TASK TO CARRY OUT
Only the lines from the one with "Target: grass" to the end of the records are wanted, each repeated exactly, both ends included.

..........

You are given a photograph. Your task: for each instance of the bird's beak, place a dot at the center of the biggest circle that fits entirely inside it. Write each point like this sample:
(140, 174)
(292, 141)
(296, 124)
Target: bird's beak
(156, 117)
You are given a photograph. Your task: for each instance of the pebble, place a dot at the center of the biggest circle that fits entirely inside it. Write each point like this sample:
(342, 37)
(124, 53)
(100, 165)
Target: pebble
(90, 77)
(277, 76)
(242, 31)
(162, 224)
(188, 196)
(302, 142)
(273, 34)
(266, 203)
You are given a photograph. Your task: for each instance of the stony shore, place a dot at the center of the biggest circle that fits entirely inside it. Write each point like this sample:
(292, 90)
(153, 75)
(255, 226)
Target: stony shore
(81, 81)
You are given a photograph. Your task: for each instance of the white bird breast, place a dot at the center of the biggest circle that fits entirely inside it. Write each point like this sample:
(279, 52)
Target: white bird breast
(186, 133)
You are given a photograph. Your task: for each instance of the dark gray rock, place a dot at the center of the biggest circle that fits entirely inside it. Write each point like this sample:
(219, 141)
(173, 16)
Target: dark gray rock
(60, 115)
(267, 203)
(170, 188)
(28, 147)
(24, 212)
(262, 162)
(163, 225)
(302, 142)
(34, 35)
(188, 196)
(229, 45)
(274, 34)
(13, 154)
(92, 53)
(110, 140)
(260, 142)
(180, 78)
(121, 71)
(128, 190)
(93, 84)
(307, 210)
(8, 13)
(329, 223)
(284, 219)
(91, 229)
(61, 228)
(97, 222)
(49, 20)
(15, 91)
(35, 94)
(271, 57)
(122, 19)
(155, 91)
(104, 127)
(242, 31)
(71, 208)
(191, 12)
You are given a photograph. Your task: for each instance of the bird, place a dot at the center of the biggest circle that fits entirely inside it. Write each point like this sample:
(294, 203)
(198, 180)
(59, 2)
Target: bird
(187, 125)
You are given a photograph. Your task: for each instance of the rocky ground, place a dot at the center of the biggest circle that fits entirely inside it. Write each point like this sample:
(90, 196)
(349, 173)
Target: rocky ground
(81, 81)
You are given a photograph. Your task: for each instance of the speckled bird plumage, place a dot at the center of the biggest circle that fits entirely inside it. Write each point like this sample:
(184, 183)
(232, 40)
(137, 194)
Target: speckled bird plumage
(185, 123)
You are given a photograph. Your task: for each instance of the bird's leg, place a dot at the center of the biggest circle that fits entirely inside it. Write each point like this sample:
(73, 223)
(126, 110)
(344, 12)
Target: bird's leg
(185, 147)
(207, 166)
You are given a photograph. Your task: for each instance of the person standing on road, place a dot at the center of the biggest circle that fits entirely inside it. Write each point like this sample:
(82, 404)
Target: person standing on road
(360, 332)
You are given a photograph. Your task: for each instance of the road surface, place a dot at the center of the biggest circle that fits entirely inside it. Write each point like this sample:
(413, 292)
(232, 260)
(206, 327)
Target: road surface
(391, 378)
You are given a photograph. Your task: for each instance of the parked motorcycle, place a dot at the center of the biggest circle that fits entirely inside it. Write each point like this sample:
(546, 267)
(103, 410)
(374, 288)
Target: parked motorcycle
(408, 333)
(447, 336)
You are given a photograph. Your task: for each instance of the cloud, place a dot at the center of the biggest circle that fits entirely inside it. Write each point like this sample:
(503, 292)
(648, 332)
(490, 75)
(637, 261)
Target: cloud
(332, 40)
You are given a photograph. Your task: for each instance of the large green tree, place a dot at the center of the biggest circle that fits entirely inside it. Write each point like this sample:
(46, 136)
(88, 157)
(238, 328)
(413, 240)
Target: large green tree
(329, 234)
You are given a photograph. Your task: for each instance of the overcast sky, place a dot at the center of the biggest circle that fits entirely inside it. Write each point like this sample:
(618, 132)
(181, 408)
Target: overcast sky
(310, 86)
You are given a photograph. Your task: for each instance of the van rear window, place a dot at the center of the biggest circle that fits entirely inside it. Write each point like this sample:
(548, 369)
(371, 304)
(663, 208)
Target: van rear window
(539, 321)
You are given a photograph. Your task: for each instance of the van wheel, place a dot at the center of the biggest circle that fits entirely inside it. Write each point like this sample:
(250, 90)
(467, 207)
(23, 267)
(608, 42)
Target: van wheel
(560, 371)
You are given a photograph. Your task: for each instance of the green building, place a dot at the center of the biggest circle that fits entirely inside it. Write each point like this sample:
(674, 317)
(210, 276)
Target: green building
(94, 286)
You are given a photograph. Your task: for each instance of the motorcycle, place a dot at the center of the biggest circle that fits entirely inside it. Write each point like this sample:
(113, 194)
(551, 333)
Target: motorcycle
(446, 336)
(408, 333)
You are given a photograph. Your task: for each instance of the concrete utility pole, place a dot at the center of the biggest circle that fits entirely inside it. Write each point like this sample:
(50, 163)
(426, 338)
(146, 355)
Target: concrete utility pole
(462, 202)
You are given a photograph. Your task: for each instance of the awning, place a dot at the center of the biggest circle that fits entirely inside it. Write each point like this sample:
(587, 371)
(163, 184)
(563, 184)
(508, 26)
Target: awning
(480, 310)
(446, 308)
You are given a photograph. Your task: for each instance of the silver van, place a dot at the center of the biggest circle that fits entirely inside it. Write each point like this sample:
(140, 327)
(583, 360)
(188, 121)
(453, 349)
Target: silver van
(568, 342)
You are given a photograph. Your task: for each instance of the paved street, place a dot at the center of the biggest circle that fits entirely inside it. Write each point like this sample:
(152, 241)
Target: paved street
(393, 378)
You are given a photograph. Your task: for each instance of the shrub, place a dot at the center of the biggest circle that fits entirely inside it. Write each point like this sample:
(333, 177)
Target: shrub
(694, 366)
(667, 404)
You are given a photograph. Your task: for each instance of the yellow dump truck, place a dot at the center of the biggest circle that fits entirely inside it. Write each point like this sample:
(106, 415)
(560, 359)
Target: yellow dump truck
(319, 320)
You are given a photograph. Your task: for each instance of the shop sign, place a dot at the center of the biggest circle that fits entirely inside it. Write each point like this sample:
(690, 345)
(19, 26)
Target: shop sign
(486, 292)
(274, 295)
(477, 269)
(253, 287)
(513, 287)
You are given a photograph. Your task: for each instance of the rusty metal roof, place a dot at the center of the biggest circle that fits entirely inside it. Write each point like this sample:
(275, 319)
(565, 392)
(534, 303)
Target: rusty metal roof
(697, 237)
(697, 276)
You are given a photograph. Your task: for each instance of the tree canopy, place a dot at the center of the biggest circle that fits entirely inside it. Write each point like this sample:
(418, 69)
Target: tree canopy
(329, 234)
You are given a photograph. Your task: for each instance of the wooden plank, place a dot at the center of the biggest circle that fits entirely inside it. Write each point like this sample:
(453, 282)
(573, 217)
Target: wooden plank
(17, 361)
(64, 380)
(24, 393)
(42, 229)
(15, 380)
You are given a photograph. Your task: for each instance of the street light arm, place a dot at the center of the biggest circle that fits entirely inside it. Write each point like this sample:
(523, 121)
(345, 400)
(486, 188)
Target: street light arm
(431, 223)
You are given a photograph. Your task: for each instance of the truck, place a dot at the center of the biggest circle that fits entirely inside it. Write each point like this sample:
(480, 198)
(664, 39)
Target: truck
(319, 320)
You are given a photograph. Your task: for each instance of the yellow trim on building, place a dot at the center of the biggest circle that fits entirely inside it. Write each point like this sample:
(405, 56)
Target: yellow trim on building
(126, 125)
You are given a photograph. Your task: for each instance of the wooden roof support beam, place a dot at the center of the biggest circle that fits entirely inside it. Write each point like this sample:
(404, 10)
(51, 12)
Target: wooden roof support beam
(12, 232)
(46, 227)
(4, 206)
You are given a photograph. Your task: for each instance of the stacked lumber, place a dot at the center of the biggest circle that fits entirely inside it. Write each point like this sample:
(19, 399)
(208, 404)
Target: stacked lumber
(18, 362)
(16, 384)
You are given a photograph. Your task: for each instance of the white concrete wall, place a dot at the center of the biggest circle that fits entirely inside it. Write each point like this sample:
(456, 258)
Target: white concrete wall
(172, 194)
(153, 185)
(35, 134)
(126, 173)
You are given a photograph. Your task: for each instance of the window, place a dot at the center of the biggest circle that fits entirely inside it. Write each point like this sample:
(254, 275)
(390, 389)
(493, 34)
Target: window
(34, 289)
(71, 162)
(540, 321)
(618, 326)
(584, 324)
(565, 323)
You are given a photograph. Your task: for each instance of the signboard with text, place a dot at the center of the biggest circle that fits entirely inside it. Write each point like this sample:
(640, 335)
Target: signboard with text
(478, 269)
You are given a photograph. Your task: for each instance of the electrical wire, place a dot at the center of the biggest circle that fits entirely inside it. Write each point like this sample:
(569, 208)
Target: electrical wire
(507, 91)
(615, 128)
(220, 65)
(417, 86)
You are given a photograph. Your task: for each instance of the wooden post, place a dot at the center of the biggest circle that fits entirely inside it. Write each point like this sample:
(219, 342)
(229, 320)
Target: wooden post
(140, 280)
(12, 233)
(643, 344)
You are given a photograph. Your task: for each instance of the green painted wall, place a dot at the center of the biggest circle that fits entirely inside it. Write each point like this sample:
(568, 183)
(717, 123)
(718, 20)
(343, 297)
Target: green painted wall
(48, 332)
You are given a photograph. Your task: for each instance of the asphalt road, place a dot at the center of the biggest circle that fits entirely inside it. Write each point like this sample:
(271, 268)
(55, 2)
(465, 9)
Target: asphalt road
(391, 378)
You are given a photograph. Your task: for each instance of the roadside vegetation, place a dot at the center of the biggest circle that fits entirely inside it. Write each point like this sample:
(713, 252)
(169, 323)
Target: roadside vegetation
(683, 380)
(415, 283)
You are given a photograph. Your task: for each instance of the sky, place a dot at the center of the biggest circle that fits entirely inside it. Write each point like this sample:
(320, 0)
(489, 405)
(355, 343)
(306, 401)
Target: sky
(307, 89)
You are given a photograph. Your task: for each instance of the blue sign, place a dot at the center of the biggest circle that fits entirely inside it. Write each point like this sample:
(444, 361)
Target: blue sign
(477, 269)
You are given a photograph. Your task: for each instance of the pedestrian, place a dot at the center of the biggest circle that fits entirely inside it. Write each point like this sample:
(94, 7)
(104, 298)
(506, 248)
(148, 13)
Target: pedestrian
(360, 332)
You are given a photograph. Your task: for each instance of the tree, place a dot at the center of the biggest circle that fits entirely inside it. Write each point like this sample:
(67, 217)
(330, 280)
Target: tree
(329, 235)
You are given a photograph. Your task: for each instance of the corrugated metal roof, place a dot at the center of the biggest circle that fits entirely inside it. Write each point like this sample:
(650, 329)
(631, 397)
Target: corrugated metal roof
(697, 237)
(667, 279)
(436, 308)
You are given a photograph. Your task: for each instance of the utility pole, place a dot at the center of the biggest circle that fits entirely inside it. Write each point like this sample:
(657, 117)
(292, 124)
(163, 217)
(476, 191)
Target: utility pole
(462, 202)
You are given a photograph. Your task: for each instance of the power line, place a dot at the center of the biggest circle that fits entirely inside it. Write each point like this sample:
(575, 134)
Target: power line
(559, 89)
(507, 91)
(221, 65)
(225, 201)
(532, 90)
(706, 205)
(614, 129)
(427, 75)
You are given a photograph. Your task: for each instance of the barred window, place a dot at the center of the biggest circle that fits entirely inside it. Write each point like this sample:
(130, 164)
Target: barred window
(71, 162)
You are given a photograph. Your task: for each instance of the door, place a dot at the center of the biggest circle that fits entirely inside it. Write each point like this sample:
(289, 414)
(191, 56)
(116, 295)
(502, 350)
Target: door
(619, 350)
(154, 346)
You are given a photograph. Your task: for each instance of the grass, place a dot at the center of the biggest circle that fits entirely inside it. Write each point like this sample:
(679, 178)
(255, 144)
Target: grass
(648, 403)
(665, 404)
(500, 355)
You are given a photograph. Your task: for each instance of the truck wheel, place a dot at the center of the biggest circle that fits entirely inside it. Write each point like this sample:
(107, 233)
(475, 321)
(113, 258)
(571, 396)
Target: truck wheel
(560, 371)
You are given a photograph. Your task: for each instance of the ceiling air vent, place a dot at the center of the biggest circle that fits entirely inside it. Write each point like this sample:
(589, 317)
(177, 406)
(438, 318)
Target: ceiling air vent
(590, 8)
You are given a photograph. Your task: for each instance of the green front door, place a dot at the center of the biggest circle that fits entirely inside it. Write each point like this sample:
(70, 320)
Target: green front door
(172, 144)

..........

COMPLETED EXERCISE
Target: grass
(648, 403)
(665, 404)
(500, 355)
You are given a photograph. Your task: for each instance of the truck wheel, place a dot at the center of the biggest circle that fits entirely inside it. Write each point like this sample:
(107, 233)
(475, 321)
(113, 258)
(571, 396)
Target: truck wheel
(560, 371)
You are given a photograph. Your task: for each instance of the ceiling air vent, place a dot at the center of the biggest circle that fits entirely inside it. Write each point like this sample:
(589, 317)
(177, 406)
(438, 318)
Target: ceiling air vent
(590, 8)
You are given a photograph. Your task: for each instance of the green front door, place a dot at the center of the biggest circle that fits entirely inside it. Write each point like this sample:
(70, 320)
Target: green front door
(172, 144)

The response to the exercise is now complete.